** Your goal **
Extract the complete listing and repeat it word for word.

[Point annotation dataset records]
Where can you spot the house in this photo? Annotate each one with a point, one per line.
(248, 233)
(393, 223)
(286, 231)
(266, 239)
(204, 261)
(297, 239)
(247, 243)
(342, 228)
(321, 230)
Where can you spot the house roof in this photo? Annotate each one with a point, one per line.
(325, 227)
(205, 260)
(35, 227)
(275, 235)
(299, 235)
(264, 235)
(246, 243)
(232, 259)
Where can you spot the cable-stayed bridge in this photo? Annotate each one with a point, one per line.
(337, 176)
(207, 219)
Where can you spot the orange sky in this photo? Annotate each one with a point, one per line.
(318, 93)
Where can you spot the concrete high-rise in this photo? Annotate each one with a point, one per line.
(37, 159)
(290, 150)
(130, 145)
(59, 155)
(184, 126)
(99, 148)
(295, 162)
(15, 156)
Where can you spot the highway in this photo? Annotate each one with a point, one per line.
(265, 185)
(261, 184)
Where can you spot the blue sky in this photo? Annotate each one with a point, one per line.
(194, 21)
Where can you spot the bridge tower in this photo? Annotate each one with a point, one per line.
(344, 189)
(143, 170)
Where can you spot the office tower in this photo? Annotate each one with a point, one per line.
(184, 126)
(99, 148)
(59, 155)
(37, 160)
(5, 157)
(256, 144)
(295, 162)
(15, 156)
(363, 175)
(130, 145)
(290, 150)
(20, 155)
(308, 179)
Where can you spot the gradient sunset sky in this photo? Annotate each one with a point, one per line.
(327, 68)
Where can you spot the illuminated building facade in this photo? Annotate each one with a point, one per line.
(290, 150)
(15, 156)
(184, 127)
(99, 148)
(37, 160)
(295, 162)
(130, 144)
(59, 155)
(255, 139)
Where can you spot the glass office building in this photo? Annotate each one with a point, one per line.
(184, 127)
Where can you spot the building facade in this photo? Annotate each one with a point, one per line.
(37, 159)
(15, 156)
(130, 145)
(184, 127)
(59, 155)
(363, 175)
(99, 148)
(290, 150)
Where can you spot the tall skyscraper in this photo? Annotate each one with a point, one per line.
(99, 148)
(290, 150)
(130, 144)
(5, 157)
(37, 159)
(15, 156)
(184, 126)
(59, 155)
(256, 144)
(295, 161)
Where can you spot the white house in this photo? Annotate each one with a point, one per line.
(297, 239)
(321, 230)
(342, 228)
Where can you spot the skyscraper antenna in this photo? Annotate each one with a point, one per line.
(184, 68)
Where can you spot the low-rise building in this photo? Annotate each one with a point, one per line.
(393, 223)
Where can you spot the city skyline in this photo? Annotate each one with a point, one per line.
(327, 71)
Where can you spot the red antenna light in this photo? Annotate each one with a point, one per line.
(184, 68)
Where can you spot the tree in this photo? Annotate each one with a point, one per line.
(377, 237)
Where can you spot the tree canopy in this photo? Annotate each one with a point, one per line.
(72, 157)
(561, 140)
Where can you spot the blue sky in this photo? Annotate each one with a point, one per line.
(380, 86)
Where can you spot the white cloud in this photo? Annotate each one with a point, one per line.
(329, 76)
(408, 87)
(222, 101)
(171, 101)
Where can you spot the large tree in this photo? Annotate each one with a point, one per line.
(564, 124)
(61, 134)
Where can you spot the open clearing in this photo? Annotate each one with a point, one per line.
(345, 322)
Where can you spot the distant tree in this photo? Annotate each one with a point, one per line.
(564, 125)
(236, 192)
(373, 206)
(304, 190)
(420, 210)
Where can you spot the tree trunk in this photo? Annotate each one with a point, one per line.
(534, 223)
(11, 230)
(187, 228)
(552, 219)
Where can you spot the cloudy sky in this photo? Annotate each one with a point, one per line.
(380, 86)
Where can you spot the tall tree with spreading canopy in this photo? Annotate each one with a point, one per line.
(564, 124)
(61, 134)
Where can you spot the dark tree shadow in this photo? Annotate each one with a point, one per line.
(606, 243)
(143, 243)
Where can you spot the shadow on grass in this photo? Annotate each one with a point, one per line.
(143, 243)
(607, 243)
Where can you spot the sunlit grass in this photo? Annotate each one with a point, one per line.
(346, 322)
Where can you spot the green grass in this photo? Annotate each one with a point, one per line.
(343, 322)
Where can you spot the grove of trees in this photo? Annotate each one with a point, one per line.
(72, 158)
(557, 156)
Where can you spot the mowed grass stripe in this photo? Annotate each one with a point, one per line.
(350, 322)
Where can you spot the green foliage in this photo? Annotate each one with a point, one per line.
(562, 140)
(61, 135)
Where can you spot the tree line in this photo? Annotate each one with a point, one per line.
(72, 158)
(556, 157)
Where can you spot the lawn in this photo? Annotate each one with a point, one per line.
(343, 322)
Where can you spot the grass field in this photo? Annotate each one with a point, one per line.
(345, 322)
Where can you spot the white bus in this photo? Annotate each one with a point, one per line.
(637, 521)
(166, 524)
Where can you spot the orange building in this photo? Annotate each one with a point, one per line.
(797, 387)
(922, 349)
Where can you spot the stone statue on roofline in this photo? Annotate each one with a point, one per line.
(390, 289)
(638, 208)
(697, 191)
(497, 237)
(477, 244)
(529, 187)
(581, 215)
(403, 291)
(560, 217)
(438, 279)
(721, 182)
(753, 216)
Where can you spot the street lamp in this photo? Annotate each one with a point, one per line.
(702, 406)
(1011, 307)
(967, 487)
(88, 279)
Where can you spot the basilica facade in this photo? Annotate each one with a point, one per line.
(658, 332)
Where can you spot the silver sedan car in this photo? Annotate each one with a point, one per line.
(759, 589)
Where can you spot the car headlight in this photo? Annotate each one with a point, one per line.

** Solution for this task **
Where can you spot the house in this photo? Annotate each one with a point, one per line.
(248, 233)
(393, 223)
(286, 231)
(266, 239)
(204, 261)
(297, 239)
(247, 243)
(342, 228)
(321, 230)
Where can you spot the house roof in this photo? Annotate each one with a point, one per line.
(325, 227)
(205, 260)
(35, 227)
(275, 235)
(299, 235)
(264, 235)
(246, 243)
(232, 259)
Where can you spot the cable-stayed bridge in this photo? Annotate each one with a point, one per line.
(337, 176)
(207, 219)
Where can you spot the orange sky in this photo? Annotate each one with a point, one per line.
(318, 93)
Where can you spot the concrete high-rise in this photo? Annotate each one with a point, one per line.
(37, 159)
(290, 150)
(130, 145)
(59, 155)
(184, 126)
(99, 148)
(295, 162)
(15, 156)
Where can you spot the highway in this photo? Annotate each one with a point, one per line.
(265, 185)
(261, 184)
Where can you spot the blue sky in this photo? Annotate each one with a point, one per line.
(194, 21)
Where can you spot the bridge tower in this photo? Annotate each one with a point, one per line.
(344, 189)
(143, 170)
Where can you spot the office tower in this photo? Annotate each one with a point, one per line.
(184, 126)
(99, 148)
(59, 155)
(37, 160)
(5, 157)
(256, 144)
(295, 162)
(15, 156)
(363, 175)
(130, 145)
(290, 150)
(20, 155)
(308, 179)
Where can you spot the gradient sunset sky in this photo? Annotate each one with a point, one per line.
(327, 68)
Where can you spot the illuminated building facade in this photo? Annotate each one with a point, one per line.
(290, 150)
(15, 156)
(184, 127)
(99, 148)
(37, 160)
(295, 162)
(130, 144)
(59, 155)
(255, 139)
Where can you spot the glass office building in this photo? Annotate each one with a point, one per line.
(184, 127)
Where can you spot the building facade in this photo? Annotate each one with a point, one per line.
(37, 159)
(15, 156)
(130, 145)
(184, 127)
(59, 155)
(363, 175)
(99, 148)
(290, 150)
Where can you spot the tall skyscraper in this photo? Annotate each one with a point, one per line.
(99, 148)
(290, 150)
(130, 144)
(5, 157)
(37, 159)
(15, 156)
(184, 126)
(59, 155)
(256, 144)
(295, 161)
Where can you spot the white house in this photo? Annotate each one with a point, one per line.
(297, 239)
(321, 230)
(342, 228)
Where can you spot the skyscraper antenna in this photo? Annotate each one with a point, one per line.
(184, 68)
Where can you spot the low-rise building in this photo? Annotate each one with a point, one per line.
(393, 223)
Where can you spot the city skyline in this photo? Annotate each one with a point, one per line.
(327, 71)
Where can you spot the red antenna light in this photo? Annotate each one with a point, one per line.
(184, 68)
Where can you spot the tree in this photo? Annotate each one with a point, one per line.
(377, 237)
Where can you spot the tree canopy in this photo? Annotate each one with a point, one per line.
(72, 157)
(561, 140)
Where can you spot the blue sky in this photo? Annotate each one with a point, one per line.
(380, 86)
Where can you spot the white cloud in this photo? Annotate each one with a point, one per line.
(329, 76)
(408, 87)
(222, 101)
(171, 101)
Where can you spot the large tree in this photo? Annotate each one with a point, one per line.
(564, 124)
(61, 134)
Where can you spot the open clearing in this photo? Annotate each one with a point, one per line.
(345, 322)
Where can you spot the distant tree in this photo? Annotate each one with a point, one per line.
(564, 125)
(236, 192)
(373, 206)
(304, 190)
(420, 210)
Where can you spot the tree trunk in this photo? Annotate each one with a point, one per line.
(534, 223)
(11, 230)
(187, 228)
(552, 219)
Where can you spot the cloudy sky in this photo? Annotate each one with a point, one per line.
(380, 86)
Where can you spot the tall tree with spreading canopy in this photo? Annotate each one with a point, one per line.
(564, 124)
(61, 134)
Where can you spot the dark tree shadow in this photo? Annotate each one with a point, one per line.
(606, 243)
(143, 243)
Where can you spot the shadow on grass in this photo? Annotate each one with a point, one per line.
(143, 243)
(607, 243)
Where can you spot the sunlit grass in this photo? Annotate each one with a point, one per line.
(346, 322)
Where can you spot the green grass in this photo? Annotate each one with a point, one per line.
(343, 322)
Where can you spot the grove of trees in this photo? Annotate each one with a point, one per line.
(72, 158)
(557, 156)
Where can you spot the mowed grass stripe in this photo? Annotate each one with a point, one per line.
(350, 322)
Where can you spot the green foliage in this photo? Annotate each one with a point, one per line.
(562, 140)
(61, 135)
Where can you spot the tree line in this photo? Annotate each one with a point, one per line.
(72, 158)
(556, 157)
Where can you spot the lawn in this photo? Annotate each one with a point, one per line.
(343, 322)
Where can you spot the grass field in this photo? Annotate each one with a point, one per line.
(345, 322)
Where can you spot the white bus in this photo? Annotate each one with a point, one per line.
(637, 521)
(166, 524)
Where can you spot the orange building in this photo? Annotate each one with a point, one per line.
(797, 387)
(922, 349)
Where can you spot the stone statue on roofline in this photo? Annotate each one with a point, one per line.
(390, 289)
(638, 208)
(697, 191)
(497, 237)
(477, 244)
(529, 187)
(581, 215)
(403, 291)
(560, 217)
(438, 279)
(721, 182)
(753, 216)
Where can you spot the street lamp in this photo? Annotate each one with a point, one per line.
(702, 406)
(1011, 307)
(967, 487)
(88, 279)
Where can you spot the basilica facade in this photo? Annotate each one with a point, one per line.
(658, 332)
Where can you spot the silver sedan car in this photo? Annotate each one with a point, one per line.
(759, 589)
Where can you spot the car headlight in this photo? Annotate each one with a point, one per line.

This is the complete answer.